Labeled-object pointing entries:
━━━━━━━━━━━━━━━━━━━━
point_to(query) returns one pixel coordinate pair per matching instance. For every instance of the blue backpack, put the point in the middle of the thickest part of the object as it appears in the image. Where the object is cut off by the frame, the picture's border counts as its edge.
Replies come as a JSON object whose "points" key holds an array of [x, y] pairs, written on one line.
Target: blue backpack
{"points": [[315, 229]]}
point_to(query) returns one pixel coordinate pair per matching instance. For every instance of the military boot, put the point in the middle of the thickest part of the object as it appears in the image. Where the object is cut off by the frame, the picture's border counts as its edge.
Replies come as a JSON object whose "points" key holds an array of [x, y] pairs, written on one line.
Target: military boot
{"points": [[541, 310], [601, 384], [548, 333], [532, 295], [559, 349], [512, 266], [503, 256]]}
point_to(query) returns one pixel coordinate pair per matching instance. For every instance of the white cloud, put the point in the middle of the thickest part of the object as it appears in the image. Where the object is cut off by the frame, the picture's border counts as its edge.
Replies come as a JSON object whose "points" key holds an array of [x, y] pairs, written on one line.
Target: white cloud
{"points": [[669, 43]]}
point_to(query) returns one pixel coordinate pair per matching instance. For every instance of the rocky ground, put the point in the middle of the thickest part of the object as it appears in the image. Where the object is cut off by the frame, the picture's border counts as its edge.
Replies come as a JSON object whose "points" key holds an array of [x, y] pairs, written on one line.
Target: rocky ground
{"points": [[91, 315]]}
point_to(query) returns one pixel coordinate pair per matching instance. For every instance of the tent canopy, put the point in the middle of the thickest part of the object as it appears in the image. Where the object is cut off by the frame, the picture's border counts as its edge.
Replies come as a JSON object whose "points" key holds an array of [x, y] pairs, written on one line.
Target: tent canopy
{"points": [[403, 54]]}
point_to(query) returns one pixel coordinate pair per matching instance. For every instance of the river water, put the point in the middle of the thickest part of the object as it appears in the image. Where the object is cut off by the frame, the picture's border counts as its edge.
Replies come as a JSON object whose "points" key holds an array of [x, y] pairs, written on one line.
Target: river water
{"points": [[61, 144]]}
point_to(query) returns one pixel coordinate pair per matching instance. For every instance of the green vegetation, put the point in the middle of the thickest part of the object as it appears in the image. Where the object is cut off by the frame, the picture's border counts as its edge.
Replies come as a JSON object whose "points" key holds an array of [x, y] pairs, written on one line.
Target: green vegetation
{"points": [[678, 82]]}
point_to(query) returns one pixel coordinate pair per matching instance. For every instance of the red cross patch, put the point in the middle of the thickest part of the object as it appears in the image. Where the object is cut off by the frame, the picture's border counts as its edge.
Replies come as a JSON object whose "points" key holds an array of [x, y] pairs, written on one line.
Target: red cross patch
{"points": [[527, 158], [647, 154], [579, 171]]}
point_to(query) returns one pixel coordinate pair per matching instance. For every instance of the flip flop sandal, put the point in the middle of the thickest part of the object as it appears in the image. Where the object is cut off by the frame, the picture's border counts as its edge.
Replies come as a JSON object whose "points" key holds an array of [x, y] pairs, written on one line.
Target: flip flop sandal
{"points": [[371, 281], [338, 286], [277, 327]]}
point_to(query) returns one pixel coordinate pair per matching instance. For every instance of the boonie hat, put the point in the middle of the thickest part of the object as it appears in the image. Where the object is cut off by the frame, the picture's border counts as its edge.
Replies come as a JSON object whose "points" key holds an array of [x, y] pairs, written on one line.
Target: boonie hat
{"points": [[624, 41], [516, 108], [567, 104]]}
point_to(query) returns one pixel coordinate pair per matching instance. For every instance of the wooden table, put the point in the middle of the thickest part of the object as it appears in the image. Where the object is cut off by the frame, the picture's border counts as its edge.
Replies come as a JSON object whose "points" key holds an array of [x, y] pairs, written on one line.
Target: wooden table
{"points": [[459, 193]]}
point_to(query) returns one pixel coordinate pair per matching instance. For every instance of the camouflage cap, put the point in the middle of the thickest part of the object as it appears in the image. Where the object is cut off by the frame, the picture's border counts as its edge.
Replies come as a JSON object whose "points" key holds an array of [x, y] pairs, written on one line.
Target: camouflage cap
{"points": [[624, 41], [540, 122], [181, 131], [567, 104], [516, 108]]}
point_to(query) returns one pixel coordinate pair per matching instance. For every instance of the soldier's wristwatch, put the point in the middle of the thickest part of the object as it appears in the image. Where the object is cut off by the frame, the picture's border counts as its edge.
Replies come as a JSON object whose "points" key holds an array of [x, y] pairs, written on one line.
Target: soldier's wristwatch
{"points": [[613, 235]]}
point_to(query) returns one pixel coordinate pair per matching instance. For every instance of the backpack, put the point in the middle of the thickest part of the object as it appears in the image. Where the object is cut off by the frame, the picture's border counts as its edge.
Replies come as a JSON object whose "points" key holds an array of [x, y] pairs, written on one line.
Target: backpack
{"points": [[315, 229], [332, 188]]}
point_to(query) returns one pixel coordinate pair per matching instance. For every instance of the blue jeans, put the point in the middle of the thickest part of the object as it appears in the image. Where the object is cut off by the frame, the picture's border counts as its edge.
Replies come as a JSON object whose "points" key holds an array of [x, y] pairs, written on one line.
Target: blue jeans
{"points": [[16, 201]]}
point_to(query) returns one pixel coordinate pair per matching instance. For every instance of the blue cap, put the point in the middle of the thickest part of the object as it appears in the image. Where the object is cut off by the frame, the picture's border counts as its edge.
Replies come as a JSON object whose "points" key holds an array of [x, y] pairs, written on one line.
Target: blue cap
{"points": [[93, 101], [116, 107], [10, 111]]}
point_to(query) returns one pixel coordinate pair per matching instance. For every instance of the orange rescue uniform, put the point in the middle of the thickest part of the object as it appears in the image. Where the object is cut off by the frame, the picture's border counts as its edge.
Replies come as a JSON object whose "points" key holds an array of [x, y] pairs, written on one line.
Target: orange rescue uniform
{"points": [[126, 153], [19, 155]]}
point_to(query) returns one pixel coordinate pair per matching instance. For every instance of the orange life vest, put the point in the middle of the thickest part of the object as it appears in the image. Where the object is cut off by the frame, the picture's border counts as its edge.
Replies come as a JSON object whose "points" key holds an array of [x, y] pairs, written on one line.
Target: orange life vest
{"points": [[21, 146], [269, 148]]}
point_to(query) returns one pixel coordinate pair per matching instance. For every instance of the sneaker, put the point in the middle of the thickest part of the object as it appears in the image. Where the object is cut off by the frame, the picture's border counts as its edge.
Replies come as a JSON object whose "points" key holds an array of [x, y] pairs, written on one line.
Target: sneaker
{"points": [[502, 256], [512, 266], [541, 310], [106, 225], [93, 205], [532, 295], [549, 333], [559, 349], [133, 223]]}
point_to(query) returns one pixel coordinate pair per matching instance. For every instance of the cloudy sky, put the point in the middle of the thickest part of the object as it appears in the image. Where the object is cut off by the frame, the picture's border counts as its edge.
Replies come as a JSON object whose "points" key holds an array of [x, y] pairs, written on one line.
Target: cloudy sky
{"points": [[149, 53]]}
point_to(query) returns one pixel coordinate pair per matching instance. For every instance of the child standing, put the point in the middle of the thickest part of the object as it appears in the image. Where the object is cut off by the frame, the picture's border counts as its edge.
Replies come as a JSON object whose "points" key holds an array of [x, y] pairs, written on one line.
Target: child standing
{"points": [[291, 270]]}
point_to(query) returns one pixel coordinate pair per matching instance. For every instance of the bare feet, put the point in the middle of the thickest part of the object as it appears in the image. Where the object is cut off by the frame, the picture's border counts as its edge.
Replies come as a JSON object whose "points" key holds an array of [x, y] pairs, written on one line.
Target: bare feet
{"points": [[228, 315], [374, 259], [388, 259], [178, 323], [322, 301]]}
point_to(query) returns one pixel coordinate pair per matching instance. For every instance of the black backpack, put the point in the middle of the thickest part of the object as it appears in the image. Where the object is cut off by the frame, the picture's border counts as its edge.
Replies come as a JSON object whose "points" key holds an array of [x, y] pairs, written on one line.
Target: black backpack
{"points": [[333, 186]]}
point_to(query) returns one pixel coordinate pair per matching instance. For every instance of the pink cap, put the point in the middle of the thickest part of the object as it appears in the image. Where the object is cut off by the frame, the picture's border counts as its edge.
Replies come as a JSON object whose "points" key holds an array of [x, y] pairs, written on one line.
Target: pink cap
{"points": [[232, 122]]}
━━━━━━━━━━━━━━━━━━━━
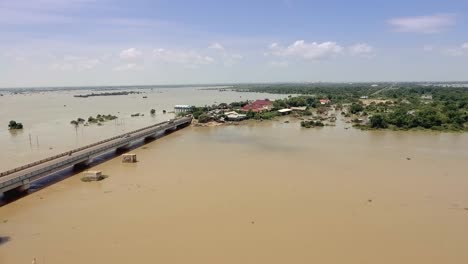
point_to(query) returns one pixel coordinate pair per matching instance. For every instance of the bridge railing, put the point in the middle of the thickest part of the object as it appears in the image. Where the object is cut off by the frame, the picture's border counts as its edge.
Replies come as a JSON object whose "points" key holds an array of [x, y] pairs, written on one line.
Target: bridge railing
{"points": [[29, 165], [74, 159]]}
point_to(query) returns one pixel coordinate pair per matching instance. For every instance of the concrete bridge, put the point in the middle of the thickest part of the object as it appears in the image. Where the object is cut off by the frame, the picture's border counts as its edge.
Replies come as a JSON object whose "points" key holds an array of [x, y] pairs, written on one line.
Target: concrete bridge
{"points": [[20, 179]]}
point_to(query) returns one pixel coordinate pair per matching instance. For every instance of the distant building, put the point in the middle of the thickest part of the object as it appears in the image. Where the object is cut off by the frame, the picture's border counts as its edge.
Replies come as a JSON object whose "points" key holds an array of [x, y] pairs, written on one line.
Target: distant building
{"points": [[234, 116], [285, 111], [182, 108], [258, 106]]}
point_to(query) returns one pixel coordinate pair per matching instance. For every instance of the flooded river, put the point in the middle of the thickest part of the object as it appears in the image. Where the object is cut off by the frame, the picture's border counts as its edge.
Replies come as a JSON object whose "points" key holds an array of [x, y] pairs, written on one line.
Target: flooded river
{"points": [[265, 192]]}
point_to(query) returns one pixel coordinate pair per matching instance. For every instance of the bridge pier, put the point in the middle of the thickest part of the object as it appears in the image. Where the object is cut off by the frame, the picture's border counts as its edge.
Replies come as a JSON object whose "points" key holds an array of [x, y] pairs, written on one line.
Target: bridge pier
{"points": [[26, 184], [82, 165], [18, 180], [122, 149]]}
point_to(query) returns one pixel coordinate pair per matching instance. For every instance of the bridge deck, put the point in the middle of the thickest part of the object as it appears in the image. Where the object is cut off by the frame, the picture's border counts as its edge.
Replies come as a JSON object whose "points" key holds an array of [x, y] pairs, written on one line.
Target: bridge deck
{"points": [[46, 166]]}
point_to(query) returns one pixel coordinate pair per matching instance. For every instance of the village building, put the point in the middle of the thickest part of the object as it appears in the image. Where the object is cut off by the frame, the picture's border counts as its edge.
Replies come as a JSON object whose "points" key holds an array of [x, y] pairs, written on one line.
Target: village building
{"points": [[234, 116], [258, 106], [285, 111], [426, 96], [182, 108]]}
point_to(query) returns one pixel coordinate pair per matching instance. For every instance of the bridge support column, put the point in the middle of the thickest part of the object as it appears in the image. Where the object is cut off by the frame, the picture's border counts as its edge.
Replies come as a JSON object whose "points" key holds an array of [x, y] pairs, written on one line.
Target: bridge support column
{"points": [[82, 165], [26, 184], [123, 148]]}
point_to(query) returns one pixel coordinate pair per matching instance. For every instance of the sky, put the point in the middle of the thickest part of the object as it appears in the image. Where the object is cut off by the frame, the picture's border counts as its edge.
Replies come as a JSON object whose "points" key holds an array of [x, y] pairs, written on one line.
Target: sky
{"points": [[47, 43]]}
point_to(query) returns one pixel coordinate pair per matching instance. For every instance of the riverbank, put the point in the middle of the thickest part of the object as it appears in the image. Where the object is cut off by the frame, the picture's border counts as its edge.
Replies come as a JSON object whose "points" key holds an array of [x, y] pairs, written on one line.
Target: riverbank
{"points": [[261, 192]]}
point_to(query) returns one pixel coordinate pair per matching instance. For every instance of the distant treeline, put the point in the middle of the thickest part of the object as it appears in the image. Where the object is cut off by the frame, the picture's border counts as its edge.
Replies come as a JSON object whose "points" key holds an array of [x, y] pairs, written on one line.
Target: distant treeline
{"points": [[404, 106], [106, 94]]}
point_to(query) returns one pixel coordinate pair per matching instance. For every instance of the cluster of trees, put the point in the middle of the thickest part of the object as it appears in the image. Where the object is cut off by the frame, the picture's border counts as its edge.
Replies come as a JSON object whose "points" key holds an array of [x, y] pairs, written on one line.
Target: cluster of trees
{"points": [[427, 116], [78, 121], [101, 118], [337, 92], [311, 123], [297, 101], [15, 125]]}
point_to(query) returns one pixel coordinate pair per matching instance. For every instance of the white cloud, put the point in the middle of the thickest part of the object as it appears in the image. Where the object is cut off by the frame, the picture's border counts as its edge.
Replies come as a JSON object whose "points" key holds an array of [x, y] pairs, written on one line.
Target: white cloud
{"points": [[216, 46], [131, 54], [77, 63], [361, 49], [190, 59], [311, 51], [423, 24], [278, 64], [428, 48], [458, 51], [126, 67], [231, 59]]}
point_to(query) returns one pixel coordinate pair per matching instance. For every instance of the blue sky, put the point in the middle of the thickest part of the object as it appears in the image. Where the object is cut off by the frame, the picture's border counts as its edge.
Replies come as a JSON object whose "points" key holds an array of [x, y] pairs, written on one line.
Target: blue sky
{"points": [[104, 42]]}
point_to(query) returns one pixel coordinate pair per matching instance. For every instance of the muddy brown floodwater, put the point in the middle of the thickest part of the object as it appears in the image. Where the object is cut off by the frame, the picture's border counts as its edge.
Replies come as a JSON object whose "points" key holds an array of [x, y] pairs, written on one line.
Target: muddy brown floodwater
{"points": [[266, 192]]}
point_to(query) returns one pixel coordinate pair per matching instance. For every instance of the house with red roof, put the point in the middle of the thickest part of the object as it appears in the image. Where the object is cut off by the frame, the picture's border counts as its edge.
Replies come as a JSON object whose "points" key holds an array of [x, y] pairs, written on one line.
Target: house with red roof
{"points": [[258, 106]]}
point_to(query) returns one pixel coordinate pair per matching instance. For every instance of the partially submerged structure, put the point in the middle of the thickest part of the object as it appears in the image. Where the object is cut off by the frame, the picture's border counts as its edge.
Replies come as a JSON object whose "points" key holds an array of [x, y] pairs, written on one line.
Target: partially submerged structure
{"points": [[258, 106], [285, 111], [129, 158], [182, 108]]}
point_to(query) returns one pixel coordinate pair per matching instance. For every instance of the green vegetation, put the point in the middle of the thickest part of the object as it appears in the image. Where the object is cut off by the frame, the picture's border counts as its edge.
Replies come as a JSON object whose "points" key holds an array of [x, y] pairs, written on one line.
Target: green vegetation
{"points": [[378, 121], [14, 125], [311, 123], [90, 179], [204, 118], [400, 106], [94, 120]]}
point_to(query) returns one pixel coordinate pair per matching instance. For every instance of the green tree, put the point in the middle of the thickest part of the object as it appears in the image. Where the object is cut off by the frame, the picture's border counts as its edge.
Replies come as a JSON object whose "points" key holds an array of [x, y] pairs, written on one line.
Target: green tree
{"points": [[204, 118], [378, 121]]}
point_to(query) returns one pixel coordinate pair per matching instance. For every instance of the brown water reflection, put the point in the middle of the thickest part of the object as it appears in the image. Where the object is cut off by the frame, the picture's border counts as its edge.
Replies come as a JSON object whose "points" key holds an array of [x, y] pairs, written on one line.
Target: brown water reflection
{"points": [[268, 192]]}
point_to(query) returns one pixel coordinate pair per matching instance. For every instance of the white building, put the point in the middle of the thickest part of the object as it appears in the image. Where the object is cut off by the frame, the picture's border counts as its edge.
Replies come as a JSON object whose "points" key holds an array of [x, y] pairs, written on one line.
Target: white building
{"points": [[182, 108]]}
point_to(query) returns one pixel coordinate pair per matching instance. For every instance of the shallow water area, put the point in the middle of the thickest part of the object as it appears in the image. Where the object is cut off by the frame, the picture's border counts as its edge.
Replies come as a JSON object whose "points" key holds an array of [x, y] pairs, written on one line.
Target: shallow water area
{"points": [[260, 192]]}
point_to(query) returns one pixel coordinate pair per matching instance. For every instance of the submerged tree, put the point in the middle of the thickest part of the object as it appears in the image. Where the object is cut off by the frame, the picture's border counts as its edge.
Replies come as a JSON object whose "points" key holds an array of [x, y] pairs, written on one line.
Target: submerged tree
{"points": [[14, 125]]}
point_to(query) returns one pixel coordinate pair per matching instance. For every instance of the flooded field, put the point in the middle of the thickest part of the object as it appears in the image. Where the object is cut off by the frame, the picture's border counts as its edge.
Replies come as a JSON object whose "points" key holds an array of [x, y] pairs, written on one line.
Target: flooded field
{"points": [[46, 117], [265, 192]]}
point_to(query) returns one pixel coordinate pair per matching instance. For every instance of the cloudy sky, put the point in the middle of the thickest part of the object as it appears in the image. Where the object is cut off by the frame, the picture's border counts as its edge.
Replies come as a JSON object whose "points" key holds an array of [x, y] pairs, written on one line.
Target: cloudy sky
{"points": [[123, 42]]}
━━━━━━━━━━━━━━━━━━━━
● The exercise
Give back each line of the records above that contains the word "column", treating uppercase and lowercase letters as different.

● Exercise result
point_to(query) returns one pixel coordinate pair per matching instance. For every instance of the bridge support column, put the point in the middle of the thickest part of the object as it appears in the image. Where the object is cut off by the frame, the picture's border counts as its edge.
Target: bridge support column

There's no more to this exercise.